SBD/29/Sports Media

Print All
  • ADIOS SPORTSCHANNEL, HOLA FOX SPORTS NET

              Cablevision Chair Charles Dolan and News Corp. Chair
         Rupert Murdoch officially launched Fox Sports Net (FSN) last
         night at a ceremony in The Theater at MSG.  NYC Mayor Rudy
         Giuliani joined Dolan on stage and symbolically flipped
         switches which connected all of the network's affils.  All
         Cablevision Rainbow Media RSNs that were known as
         SportsChannel, including NY, OH, New England, Chicago and
         Pacific, will now be known as Fox Sports NY, Fox Sports OH,
         Fox Sports New England, Fox Sports Chicago and Fox Sports
         Bay Area.  The MSG Network will keep its name, but will
         feature some FSN programming.  New logos for each re-branded
         channel were unveiled at the event, along with a taped
         prospectus of what the newly launched FSN can offer in the
         way of reach for national advertisers (THE DAILY).
              THE EVENT: FSN's Kevin Frazier and Van Earl Wright
         anchored "Fox Sports News."  At 7:00pm ET, Frazier said, "We
         invite you to celebrate television history in the making."
         Fox's James Brown served as emcee while Murdoch appeared via
         satellite from London.  Murdoch: "Fox has always been a huge
         believer in sports programming, and we believe Fox Sports
         Net is the future of sports television."  Dolan: "We are ...
         very confident that the Fox Sports Net is poised to become
         the premiere sports network in America" (THE DAILY).

Given problem A ▸
List every row below that contains the string "stem".

Extracted records ▸

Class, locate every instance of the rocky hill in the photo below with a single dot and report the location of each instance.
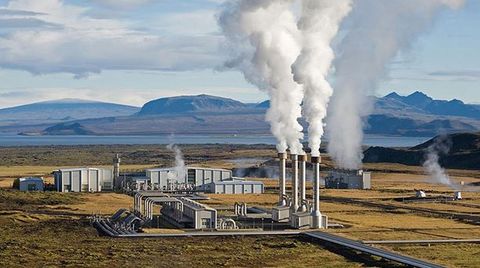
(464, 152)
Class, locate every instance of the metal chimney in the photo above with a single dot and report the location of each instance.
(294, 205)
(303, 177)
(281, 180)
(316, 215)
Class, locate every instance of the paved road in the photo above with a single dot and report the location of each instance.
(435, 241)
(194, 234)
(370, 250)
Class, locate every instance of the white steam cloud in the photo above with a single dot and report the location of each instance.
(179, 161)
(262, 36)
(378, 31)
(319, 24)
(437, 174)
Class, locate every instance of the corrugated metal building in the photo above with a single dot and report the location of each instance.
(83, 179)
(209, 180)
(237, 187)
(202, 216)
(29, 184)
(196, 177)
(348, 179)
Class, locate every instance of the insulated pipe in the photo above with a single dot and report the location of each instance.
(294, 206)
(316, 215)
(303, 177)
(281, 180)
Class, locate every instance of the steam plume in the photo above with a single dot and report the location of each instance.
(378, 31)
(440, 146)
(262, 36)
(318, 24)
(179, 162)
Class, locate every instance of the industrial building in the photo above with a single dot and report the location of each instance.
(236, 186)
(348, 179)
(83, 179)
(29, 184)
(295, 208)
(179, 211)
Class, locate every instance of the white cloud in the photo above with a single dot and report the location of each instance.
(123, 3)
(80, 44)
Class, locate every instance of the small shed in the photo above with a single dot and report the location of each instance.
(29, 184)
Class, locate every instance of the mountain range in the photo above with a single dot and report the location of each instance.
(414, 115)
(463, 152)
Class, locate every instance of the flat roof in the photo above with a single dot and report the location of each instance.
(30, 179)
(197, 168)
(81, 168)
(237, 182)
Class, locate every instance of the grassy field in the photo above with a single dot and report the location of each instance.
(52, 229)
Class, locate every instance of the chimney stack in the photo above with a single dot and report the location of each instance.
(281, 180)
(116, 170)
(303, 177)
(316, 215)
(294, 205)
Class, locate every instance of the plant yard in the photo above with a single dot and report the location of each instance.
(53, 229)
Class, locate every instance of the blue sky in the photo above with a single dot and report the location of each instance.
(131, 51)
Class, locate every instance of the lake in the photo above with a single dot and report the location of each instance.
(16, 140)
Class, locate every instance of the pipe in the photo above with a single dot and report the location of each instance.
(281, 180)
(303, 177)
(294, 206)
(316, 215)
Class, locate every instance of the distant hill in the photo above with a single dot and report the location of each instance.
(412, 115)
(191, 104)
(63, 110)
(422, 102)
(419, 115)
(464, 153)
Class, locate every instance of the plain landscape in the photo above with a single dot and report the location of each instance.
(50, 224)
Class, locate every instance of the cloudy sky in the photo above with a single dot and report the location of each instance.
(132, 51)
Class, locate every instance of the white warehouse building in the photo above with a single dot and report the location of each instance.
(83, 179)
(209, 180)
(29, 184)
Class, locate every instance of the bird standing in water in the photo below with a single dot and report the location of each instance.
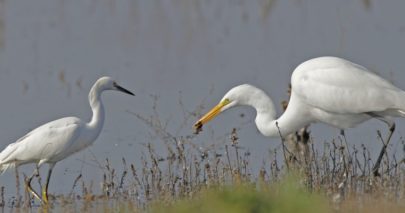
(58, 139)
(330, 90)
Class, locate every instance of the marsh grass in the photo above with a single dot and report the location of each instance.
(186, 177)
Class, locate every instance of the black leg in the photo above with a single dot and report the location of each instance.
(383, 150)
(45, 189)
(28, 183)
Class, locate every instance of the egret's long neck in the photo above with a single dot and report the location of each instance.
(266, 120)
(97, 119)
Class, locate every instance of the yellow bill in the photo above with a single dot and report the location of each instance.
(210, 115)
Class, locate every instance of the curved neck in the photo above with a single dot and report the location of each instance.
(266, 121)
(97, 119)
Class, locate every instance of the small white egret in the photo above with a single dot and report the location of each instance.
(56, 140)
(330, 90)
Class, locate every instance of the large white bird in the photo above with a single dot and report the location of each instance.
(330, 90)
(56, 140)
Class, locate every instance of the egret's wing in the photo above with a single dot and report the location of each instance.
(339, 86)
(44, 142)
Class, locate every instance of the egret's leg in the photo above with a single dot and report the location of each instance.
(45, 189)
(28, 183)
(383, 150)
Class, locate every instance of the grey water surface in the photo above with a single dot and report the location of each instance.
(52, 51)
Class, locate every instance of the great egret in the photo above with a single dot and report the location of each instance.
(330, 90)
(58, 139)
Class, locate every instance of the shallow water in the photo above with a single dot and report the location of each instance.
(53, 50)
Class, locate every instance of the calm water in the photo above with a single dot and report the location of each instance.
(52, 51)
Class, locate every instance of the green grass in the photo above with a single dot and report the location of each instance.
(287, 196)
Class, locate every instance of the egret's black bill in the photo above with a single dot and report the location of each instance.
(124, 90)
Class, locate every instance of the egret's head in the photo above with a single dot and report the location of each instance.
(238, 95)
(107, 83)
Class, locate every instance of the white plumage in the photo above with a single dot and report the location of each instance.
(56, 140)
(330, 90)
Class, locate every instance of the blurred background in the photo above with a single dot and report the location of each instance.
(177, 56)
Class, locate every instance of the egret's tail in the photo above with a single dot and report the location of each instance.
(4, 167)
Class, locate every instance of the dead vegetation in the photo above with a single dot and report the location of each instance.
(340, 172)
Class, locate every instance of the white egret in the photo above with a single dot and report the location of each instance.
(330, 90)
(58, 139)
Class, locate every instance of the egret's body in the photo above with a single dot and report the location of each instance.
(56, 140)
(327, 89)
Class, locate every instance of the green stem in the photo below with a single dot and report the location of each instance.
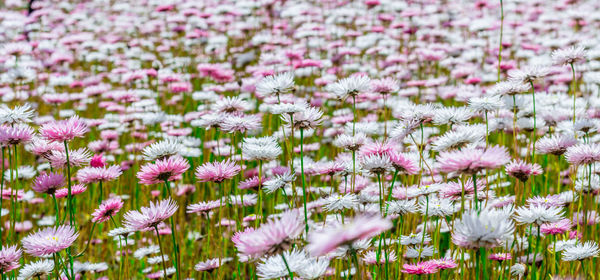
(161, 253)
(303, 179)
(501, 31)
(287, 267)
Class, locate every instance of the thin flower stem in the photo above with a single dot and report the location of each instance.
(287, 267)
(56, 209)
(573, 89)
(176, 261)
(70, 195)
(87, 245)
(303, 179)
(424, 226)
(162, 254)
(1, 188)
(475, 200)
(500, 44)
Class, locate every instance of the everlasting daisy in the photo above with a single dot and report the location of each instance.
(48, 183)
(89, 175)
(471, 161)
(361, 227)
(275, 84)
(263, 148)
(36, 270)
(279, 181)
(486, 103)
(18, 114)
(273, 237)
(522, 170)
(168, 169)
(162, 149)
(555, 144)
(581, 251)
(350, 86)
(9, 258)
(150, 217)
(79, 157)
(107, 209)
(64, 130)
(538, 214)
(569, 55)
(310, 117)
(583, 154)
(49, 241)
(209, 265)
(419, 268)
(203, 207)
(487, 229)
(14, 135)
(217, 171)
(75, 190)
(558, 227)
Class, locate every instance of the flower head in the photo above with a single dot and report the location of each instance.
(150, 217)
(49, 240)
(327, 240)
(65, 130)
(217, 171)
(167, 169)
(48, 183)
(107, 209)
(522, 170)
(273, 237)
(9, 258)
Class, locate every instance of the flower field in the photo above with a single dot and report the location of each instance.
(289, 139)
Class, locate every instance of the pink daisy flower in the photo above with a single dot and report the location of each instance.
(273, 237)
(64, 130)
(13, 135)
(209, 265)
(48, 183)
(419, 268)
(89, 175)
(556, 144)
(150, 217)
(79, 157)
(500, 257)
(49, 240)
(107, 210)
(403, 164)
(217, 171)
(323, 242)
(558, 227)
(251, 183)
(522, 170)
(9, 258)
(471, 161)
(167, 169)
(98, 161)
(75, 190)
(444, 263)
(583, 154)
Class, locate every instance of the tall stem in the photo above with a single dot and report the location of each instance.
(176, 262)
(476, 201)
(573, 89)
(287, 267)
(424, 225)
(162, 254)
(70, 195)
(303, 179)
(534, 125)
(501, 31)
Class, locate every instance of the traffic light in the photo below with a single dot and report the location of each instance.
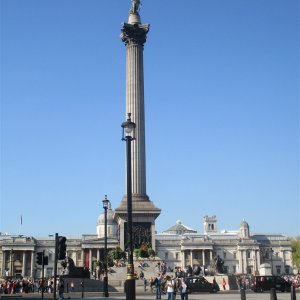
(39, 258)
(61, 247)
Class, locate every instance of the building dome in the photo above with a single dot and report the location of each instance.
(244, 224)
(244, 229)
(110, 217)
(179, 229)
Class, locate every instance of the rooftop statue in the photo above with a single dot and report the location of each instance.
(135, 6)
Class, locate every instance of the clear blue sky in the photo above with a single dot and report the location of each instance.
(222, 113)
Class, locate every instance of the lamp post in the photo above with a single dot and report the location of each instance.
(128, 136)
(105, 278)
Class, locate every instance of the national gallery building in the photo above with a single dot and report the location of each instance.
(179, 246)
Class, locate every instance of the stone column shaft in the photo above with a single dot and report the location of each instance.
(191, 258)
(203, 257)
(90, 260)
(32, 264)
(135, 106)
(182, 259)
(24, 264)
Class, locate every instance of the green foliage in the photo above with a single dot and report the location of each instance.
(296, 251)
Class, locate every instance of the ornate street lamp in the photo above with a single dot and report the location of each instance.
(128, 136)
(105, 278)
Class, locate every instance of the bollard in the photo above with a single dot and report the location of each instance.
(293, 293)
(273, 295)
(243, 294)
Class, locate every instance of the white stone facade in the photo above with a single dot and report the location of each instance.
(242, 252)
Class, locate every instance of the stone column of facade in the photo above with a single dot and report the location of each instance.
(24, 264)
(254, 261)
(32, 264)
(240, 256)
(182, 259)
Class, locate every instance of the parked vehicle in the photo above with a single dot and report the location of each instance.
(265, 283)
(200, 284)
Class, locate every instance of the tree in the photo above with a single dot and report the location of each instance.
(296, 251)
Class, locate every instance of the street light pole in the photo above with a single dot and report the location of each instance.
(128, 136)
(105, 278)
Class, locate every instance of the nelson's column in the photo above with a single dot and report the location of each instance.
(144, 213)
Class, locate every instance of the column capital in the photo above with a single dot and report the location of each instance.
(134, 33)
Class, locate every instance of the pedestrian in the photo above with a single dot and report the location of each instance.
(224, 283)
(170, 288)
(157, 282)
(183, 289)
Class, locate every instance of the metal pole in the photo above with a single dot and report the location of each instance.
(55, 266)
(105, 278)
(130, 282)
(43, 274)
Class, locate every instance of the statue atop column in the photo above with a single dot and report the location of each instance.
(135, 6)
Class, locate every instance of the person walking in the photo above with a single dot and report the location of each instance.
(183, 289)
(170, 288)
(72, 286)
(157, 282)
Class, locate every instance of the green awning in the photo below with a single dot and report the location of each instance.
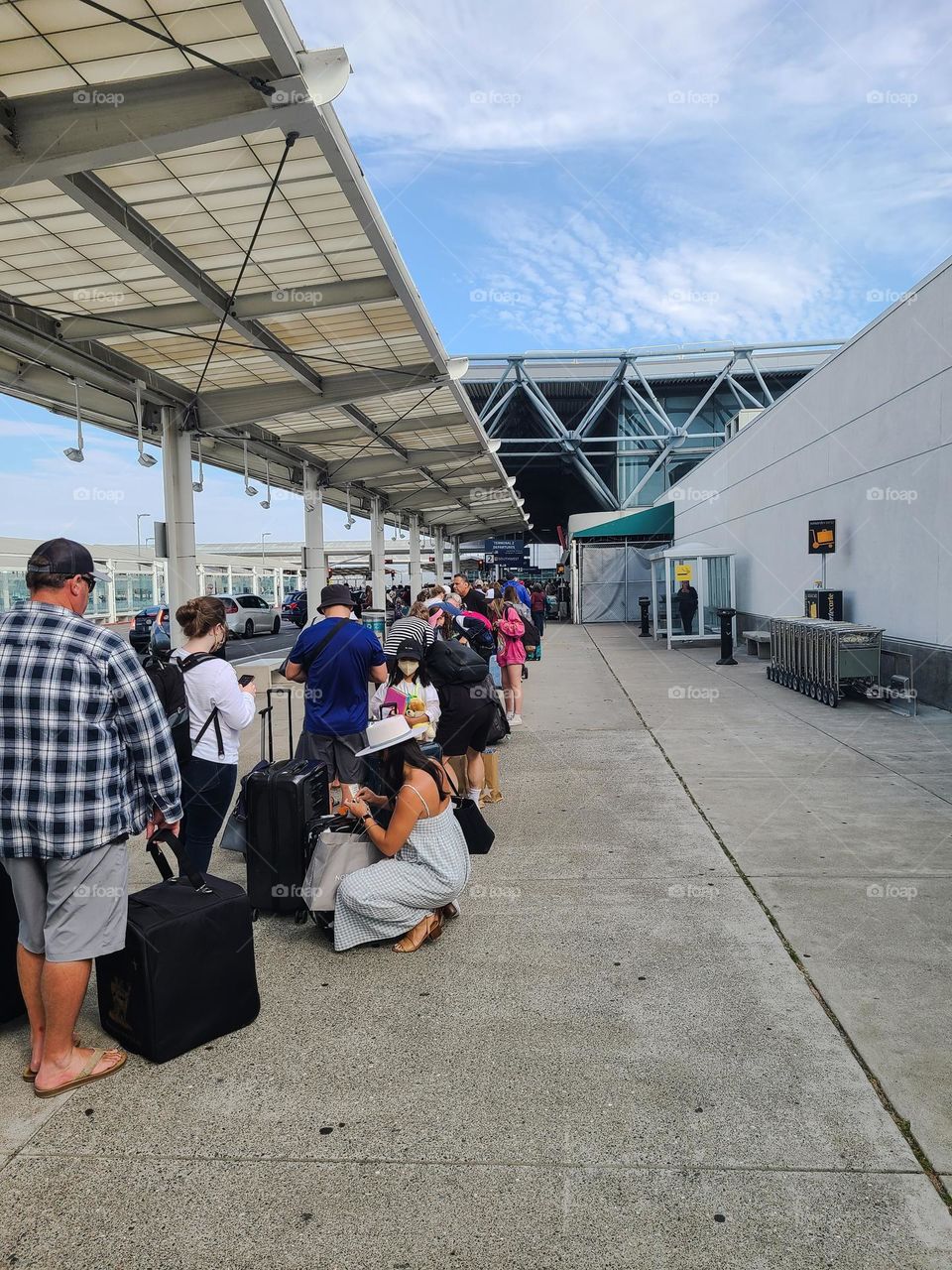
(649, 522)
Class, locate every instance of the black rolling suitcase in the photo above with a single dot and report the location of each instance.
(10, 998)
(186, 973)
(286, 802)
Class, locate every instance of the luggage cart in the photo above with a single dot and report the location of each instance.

Given problem B ▸
Print the Fox Sports Net launch item from above in full, with no changes.

Task result A ▸
Class, locate every instance of the green stem in the photo below with a single dot and report the location of each instance.
Class, locate every instance of the thin flower stem in the photo above with a single dot and report the location of each instance.
Class, locate every instance of the tall stem in the photo above with a single dot and report the location of each instance.

Task result B ▸
SBD/29/Sports Media

Print All
  • ADIOS SPORTSCHANNEL, HOLA FOX SPORTS NET

              Cablevision Chair Charles Dolan and News Corp. Chair
         Rupert Murdoch officially launched Fox Sports Net (FSN) last
         night at a ceremony in The Theater at MSG.  NYC Mayor Rudy
         Giuliani joined Dolan on stage and symbolically flipped
         switches which connected all of the network's affils.  All
         Cablevision Rainbow Media RSNs that were known as
         SportsChannel, including NY, OH, New England, Chicago and
         Pacific, will now be known as Fox Sports NY, Fox Sports OH,
         Fox Sports New England, Fox Sports Chicago and Fox Sports
         Bay Area.  The MSG Network will keep its name, but will
         feature some FSN programming.  New logos for each re-branded
         channel were unveiled at the event, along with a taped
         prospectus of what the newly launched FSN can offer in the
         way of reach for national advertisers (THE DAILY).
              THE EVENT: FSN's Kevin Frazier and Van Earl Wright
         anchored "Fox Sports News."  At 7:00pm ET, Frazier said, "We
         invite you to celebrate television history in the making."
         Fox's James Brown served as emcee while Murdoch appeared via
         satellite from London.  Murdoch: "Fox has always been a huge
         believer in sports programming, and we believe Fox Sports
         Net is the future of sports television."  Dolan: "We are ...
         very confident that the Fox Sports Net is poised to become
         the premiere sports network in America" (THE DAILY).